• **A block of data**
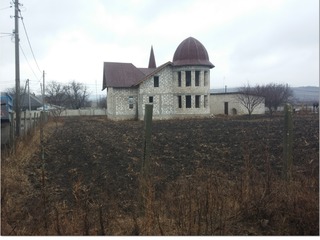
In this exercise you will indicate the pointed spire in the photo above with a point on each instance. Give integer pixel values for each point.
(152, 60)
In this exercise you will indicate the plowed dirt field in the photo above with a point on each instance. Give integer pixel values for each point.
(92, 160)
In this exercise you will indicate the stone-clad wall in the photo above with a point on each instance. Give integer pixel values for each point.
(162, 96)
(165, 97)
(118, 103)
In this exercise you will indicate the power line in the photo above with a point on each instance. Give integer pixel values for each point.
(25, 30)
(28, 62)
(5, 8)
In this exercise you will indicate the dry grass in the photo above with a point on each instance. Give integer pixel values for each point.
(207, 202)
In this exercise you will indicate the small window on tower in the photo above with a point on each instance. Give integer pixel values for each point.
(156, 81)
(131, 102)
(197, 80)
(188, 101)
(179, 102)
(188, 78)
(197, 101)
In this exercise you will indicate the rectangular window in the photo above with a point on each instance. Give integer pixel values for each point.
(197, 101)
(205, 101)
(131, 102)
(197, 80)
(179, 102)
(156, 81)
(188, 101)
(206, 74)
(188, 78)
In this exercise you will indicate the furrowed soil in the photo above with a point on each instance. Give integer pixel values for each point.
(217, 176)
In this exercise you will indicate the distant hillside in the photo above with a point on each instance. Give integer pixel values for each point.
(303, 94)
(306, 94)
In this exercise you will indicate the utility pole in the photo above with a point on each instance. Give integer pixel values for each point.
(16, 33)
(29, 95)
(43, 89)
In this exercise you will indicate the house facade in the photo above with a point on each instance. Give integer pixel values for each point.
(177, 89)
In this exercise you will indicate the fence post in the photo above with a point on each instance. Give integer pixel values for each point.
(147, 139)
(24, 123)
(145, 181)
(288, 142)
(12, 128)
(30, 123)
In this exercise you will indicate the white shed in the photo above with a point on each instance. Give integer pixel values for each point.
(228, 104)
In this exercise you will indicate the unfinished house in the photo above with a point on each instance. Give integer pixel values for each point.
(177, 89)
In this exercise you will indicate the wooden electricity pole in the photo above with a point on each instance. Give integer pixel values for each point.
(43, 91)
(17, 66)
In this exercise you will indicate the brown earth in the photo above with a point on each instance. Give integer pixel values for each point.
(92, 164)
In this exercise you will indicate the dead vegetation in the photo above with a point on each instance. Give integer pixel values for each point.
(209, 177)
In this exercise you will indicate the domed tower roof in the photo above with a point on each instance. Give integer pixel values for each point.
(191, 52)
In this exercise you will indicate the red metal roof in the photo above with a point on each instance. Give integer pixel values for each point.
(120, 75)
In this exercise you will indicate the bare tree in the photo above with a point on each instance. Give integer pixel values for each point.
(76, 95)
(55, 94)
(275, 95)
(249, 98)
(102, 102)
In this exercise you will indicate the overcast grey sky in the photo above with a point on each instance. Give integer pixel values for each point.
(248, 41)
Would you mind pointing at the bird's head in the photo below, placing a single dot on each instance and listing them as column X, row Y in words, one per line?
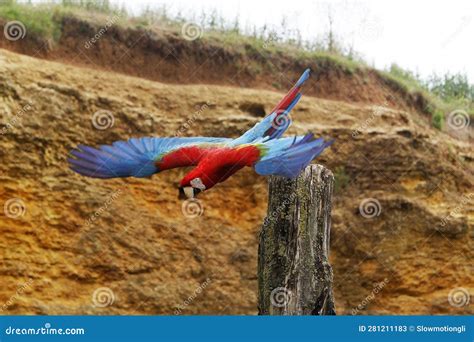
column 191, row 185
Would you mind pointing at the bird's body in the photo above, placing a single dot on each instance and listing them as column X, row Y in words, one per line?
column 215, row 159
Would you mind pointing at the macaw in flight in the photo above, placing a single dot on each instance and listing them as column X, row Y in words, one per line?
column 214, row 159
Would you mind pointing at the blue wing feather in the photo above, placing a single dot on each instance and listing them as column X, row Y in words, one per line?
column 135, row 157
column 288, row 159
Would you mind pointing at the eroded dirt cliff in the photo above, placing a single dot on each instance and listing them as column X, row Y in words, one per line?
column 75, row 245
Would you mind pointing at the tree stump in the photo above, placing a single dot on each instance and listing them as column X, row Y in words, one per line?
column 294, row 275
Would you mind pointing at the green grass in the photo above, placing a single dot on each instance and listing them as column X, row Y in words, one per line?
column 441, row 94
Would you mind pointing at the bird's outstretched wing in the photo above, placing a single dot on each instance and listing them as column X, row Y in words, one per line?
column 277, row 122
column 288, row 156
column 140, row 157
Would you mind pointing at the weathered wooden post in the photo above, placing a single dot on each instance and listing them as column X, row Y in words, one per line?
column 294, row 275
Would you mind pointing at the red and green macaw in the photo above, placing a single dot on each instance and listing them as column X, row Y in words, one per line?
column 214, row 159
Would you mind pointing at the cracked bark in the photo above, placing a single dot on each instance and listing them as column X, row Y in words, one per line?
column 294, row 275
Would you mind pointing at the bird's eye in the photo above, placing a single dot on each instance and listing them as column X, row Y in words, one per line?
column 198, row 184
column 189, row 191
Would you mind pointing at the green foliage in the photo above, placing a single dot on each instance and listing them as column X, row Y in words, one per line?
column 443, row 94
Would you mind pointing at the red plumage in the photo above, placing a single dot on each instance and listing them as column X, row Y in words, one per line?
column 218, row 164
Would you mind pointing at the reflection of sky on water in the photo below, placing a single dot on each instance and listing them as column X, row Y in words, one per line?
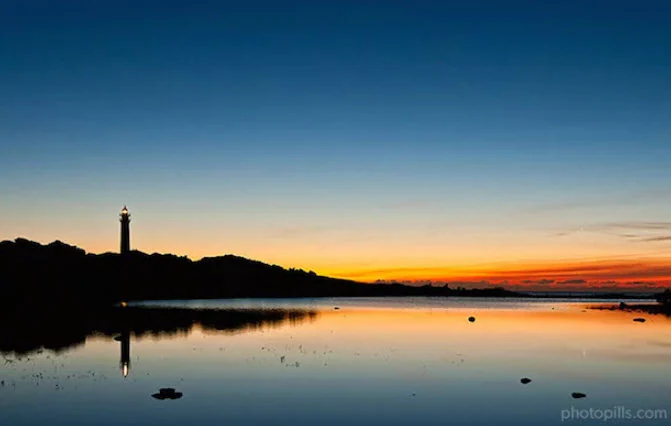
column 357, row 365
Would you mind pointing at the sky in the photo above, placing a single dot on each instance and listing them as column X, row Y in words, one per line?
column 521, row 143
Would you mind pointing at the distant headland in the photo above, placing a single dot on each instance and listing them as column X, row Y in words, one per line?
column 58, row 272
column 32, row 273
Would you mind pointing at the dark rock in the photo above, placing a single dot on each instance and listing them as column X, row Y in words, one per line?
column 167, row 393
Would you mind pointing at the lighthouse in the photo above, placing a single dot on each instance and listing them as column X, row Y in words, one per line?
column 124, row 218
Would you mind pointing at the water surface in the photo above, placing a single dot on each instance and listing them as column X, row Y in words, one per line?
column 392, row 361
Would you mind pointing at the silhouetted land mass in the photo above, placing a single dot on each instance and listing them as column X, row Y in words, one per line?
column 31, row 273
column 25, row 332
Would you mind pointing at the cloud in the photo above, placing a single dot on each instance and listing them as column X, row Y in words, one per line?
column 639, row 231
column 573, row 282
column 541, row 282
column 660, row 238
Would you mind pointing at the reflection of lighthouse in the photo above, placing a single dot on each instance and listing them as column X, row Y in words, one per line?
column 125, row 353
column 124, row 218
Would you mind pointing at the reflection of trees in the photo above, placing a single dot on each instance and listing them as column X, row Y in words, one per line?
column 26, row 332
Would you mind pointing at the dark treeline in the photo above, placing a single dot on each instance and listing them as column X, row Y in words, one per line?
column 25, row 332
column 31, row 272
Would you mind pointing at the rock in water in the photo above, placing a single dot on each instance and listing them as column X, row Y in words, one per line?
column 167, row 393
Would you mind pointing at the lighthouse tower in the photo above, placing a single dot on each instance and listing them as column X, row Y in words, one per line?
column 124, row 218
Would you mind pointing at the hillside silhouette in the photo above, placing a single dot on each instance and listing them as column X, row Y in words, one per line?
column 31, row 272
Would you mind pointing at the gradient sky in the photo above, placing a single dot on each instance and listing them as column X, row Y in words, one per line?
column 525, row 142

• **Work to be completed**
Reproduce all of the data above word for word, leaving out the pictures.

• **Result for this task**
In this exercise you will indicate the pointed spire in the photo above with a point on each instance. Give integer pixel values for each point.
(152, 60)
In this exercise you will indicate the plowed dirt field in the photo above with a point on each instance. Give integer pixel values for each point.
(92, 160)
In this exercise you will indicate the stone-clad wall in the photo above with a point on each instance. Give integer pixel values for each point.
(162, 96)
(165, 97)
(118, 103)
In this exercise you will indicate the power line in the photo above with a point on each instance. Give integer pixel values for each point.
(25, 30)
(28, 62)
(5, 8)
In this exercise you will indicate the dry grass in the photo above with a point on each instance. Give integer pixel values for each point.
(207, 202)
In this exercise you will indicate the small window on tower in the photo above with a point on each instance. Give integer pixel values for each point.
(156, 81)
(131, 102)
(197, 80)
(188, 101)
(179, 102)
(188, 78)
(197, 101)
In this exercise you will indicate the rectangular window in the photo above with a point on each instance. Give integer pixel values for each point.
(197, 101)
(205, 101)
(131, 102)
(197, 80)
(179, 102)
(156, 81)
(188, 101)
(206, 74)
(188, 78)
In this exercise you will indicate the furrowed soil in the photo above with a point on each instance. Give integer pixel values for each point.
(217, 176)
In this exercise you will indicate the distant hillside in the photo above with a point on each instance. Give integer pixel values for each point.
(303, 94)
(306, 94)
In this exercise you will indicate the utility pole in the photo above with a point on each instance. Give integer pixel values for each point.
(16, 33)
(29, 95)
(43, 89)
In this exercise you will indicate the house facade in the photo above with a point on each instance. Give integer pixel values for each point.
(177, 89)
In this exercise you will indicate the fence post in the photo above with a point on each instance. Give integer pixel values for each point.
(147, 139)
(24, 123)
(145, 181)
(288, 142)
(12, 128)
(30, 123)
In this exercise you will indicate the white shed in the photo above with a point on each instance. Give integer pixel values for each point.
(228, 104)
In this exercise you will indicate the unfinished house in the photo above with a point on each instance. Give integer pixel values for each point.
(177, 89)
In this exercise you will indicate the wooden electricity pole in the photo above with a point on each instance. Give integer pixel values for each point.
(43, 91)
(17, 66)
In this exercise you will indicate the brown earth in the photo above with a point on each instance. Give integer pixel values for each point.
(92, 164)
In this exercise you will indicate the dead vegetation in the photo above with a point on each instance. Give integer pixel values for each point.
(209, 177)
In this exercise you will indicate the domed tower roof in the photo above with a point on each instance. Give integer pixel values for each point.
(191, 52)
In this exercise you will indicate the red metal roof in the photo above with a point on each instance. Give integer pixel values for each point.
(120, 75)
In this exercise you will indicate the bare tree in the photo above with a point on each instance. Give integer pixel values for each point.
(76, 95)
(55, 94)
(275, 95)
(249, 98)
(102, 102)
In this exercise you will indicate the overcast grey sky in the photo above with a point on each instance. Give integer pixel values for each point.
(248, 41)
Would you mind pointing at the bird's head in the photo below, placing a single dot on each instance and listing them as column X, row Y in words, one per line?
column 191, row 185
Would you mind pointing at the bird's body in the photo above, placing a single dot on each instance and listing them as column X, row Y in words, one per line?
column 215, row 159
Would you mind pointing at the macaw in flight in the photo above, placing a single dot on each instance and listing them as column X, row Y in words, one per line?
column 214, row 159
Would you mind pointing at the blue wing feather in the photo above, placing a single dot on each instance and listing them as column X, row Y in words, one per line?
column 135, row 157
column 288, row 159
Would you mind pointing at the eroded dirt cliff in the photo above, placing a single dot on each instance and listing them as column X, row Y in words, one per line?
column 75, row 245
Would you mind pointing at the tree stump in the photo above, placing a single dot on each instance and listing them as column X, row Y in words, one per line?
column 294, row 275
Would you mind pointing at the green grass in the photo above, placing a single dot on each instance and listing them as column X, row Y in words, one per line?
column 441, row 94
Would you mind pointing at the bird's outstretched wing in the photo above, placing a single dot on each instance and listing them as column X, row Y in words, one per line?
column 277, row 122
column 288, row 156
column 140, row 157
Would you mind pointing at the weathered wooden post in the photo above, placing a single dot on each instance and listing them as column X, row Y in words, one per line?
column 294, row 275
Would you mind pointing at the red and green macaw in the photo above, placing a single dot on each instance and listing them as column X, row Y in words, one per line?
column 214, row 159
Would you mind pointing at the cracked bark in the photo above, placing a single dot on each instance and listing them as column X, row Y in words, one per line?
column 294, row 275
Would you mind pointing at the bird's eye in the photo above, placing a single dot on each instance and listing them as column X, row Y in words, one per line?
column 198, row 184
column 189, row 191
Would you mind pointing at the green foliage in the photo above, placing a single dot on each instance and listing them as column X, row Y in words, one per line?
column 443, row 94
Would you mind pointing at the red plumage in the photo above, placing a single dot on each instance and listing them as column X, row Y in words, one per line?
column 218, row 164
Would you mind pointing at the reflection of sky on water in the photo below, placing a single dot on each instance and listing them as column X, row Y in words, one per line?
column 357, row 365
Would you mind pointing at the sky in the photo above, placing a single dot on each instance and listing them as column X, row Y in words, one per line?
column 521, row 143
Would you mind pointing at the distant headland in the photo above, placing a single dot on each instance and listing them as column X, row Y in words, one per line?
column 58, row 272
column 32, row 273
Would you mind pointing at the dark rock in the photo above, placing a single dot on each instance and listing them as column X, row Y in words, one per line?
column 167, row 393
Would you mind pointing at the lighthouse in the photo above, placing a single dot on each instance and listing them as column X, row Y in words, one per line?
column 124, row 218
Would you mind pointing at the water surface in the photo above, placing a single dot on each instance and listing them as column X, row Y in words, one per line?
column 392, row 361
Would you mind pointing at the silhouetted land mass in the photo above, placing a single dot on each instance and listing them as column X, row Y in words, one per line?
column 31, row 273
column 25, row 332
Would you mind pointing at the cloud in the photo above, placing a single dot on each instance and listing them as column X, row Y in words, one per line?
column 639, row 231
column 573, row 282
column 541, row 282
column 660, row 238
Would you mind pointing at the reflection of lighthouse in the photo above, placing a single dot on each instance and listing them as column X, row Y in words, one per line?
column 125, row 353
column 124, row 218
Would you mind pointing at the reflection of trees in the photo above, placing a single dot on each instance and listing them as column X, row Y in words, one per line?
column 26, row 332
Would you mind pointing at the dark treeline in the photo above, placing a single dot on each instance and listing them as column X, row Y in words, one per line?
column 25, row 332
column 31, row 272
Would you mind pointing at the rock in water in the photo above, placing a single dot on each instance and listing them as column X, row Y in words, one per line?
column 167, row 393
Would you mind pointing at the lighthouse tower in the photo above, placing a single dot on each instance and listing them as column X, row Y in words, one per line?
column 124, row 218
Would you mind pointing at the hillside silhouette in the photo above, placing a single dot on each instance and listing them as column X, row Y in words, one per line?
column 31, row 272
Would you mind pointing at the gradient sky in the photo above, placing a single dot on each instance and listing them as column X, row Y in words, one per line?
column 525, row 142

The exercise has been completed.